Texte de référence:
· · ·

Entre ces deux extrêmes, subodorant de sérieux ennuis judiciaires, l’ancien ministre de l’Eau et de l’Énergie a été rattrapé au Nigéria après être sorti clandestinement du Cameroun.
Yaoundé, le 2 mars 2018. Le remaniement ministériel décidé par le président Paul Biya annonce le limogeage de Basile Atangana Kouna. Très vite le rouleau compresseur se met en branle. Le directeur général de la Camwater, entre 2006 et 2011, reçoit une convocation du Tribunal criminel spécial, juridiction d’exception chargée de la traque des prévaricateurs de la fortune publique, pour une affaire de détournements de fonds. Il est aussi frappé d’une interdiction de sortie du territoire. Le dispositif en place annonce une future arrestation.

· · ·

Contenu des données:
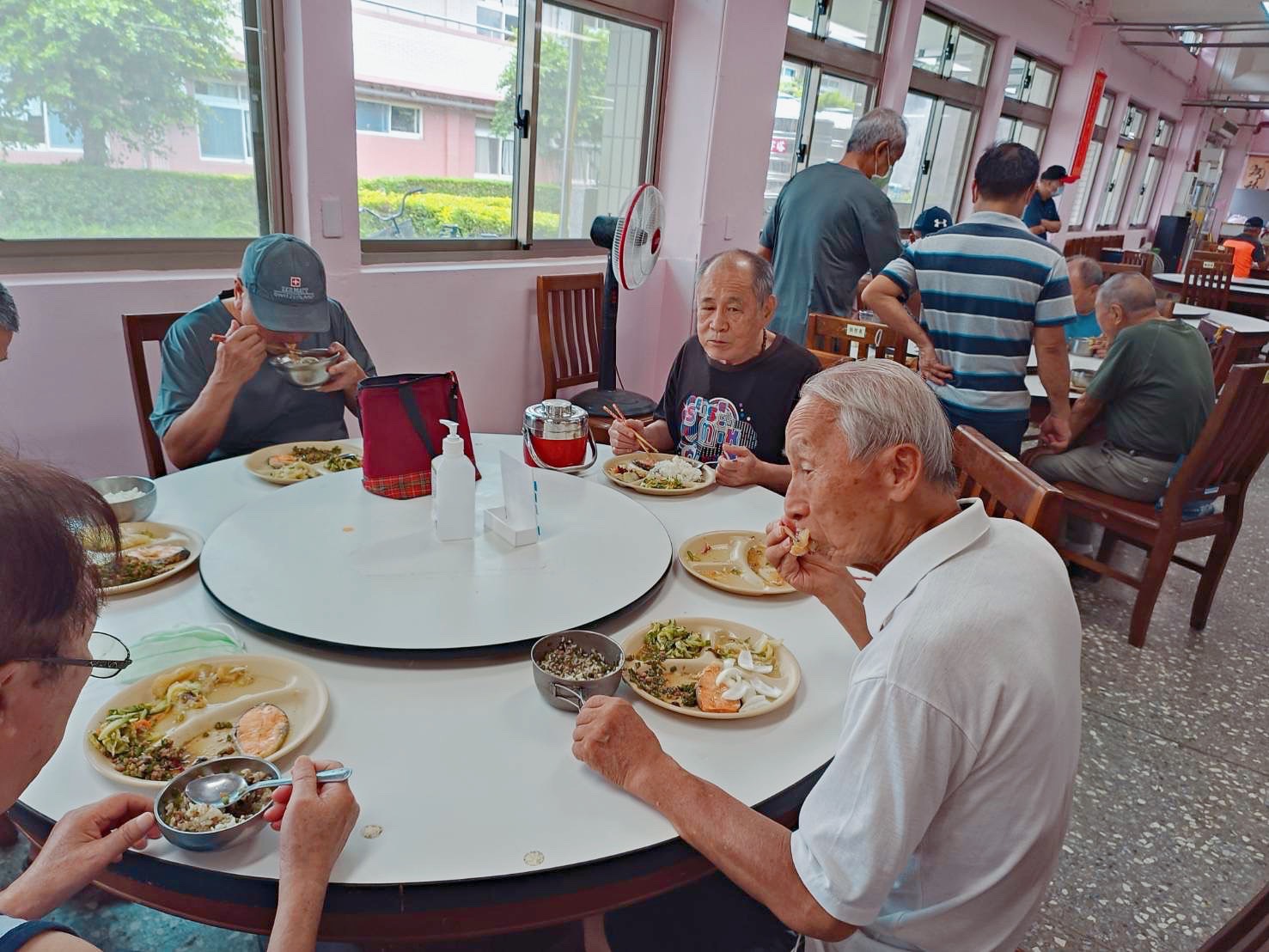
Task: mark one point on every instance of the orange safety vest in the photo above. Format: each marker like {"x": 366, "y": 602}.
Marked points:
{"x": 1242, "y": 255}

· · ·

Exercices à réaliser:
a: Mettez à jour l'article sur Basile Atangana Kouna en recopiant tout le passage, de « Entre ces deux » jusqu'à « clandestinement du Cameroun. », et en remplaçant « Nigéria » par « Ghana ».
b: Poursuivez l'article sur Basile Atangana Kouna à partir de sa dernière phrase.

Résultats des exercices:
a:
Entre ces deux extrêmes, subodorant de sérieux ennuis judiciaires, l’ancien ministre de l’Eau et de l’Énergie a été rattrapé au Ghana après être sorti clandestinement du Cameroun.

b:
Il entreprend alors le 9 mars 2018, ce qu’il décrit comme un « voyage normal » avec son chauffeur particulier, son majordome et un gendarme à bord d’un véhicule tout terrain, flanqué de plaques d’immatriculation de l’armée camerounaise. Au Nigéria, « Don Basilio » comme l’appellent les intimes, dépose ses valises au « Command Guest House » de Bauchi, établissement hôtelier appartenant à l’armée nigériane. La cavale se termine le 22 mars avec son arrestation par les autorités nigérianes. Dans la foulée, l’homme le plus recherché de l’heure est rapatrié au Cameroun à bord d’un avion spécial.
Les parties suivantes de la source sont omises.